* _Exercise goal_
The records that follow are to be repeated without alteration.

* _The data_
★ ★ ★ ★ ★ ★ ★

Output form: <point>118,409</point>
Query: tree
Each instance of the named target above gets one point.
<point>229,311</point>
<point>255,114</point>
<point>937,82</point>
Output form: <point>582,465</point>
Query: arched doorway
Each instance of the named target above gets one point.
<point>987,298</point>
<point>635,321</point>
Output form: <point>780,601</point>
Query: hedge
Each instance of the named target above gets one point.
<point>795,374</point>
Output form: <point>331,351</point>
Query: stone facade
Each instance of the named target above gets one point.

★ ★ ★ ★ ★ ★ ★

* _Output_
Output form: <point>118,409</point>
Query: tree
Each instance of the named target above gets one point.
<point>229,311</point>
<point>255,114</point>
<point>937,82</point>
Output form: <point>582,465</point>
Query: arched doorway
Each instance of the named target above gets one point.
<point>987,298</point>
<point>635,321</point>
Output form: <point>780,601</point>
Query: hedge
Each instance of the named target above gets one point.
<point>795,374</point>
Output form: <point>331,351</point>
Query: stone facade
Each instance of the named target above gets one point.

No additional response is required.